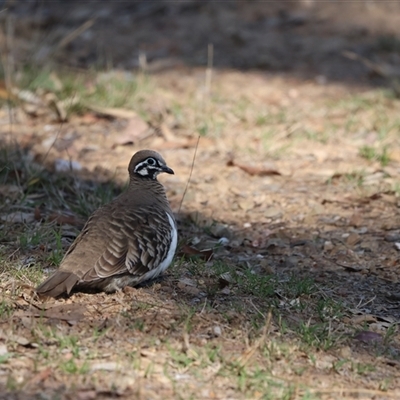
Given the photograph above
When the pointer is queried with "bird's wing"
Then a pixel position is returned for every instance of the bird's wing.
(133, 244)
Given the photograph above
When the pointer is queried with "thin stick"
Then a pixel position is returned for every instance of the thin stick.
(75, 33)
(210, 60)
(190, 175)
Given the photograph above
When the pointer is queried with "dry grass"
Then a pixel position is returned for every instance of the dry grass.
(294, 192)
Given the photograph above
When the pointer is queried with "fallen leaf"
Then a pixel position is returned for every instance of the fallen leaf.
(251, 170)
(64, 312)
(18, 217)
(353, 239)
(368, 336)
(112, 112)
(61, 165)
(192, 252)
(137, 129)
(188, 288)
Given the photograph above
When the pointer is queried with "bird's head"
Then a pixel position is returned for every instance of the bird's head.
(147, 164)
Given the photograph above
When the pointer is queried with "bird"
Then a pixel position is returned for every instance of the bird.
(130, 240)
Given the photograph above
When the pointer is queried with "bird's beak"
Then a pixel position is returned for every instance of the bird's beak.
(168, 170)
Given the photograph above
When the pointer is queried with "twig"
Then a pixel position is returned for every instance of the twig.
(75, 33)
(190, 175)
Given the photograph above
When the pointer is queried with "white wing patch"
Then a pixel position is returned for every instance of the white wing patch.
(170, 255)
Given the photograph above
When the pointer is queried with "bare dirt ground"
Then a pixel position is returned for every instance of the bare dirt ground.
(286, 283)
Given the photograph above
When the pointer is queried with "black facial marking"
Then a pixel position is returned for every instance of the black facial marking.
(149, 168)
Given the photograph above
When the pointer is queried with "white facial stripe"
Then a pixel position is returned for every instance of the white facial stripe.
(143, 172)
(143, 168)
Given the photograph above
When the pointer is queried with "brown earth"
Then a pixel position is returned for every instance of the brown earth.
(278, 174)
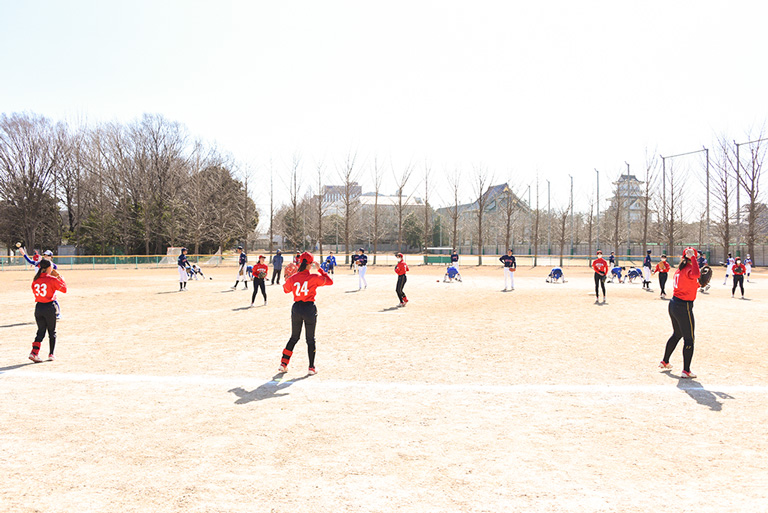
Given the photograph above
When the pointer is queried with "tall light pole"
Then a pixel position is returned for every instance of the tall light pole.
==========
Wherever the word "pole" turns up in a line of the entries above, copy that line.

When the pointer is queried with "tall light pole"
Then a pixel position is returned for every instance of the tall light pole.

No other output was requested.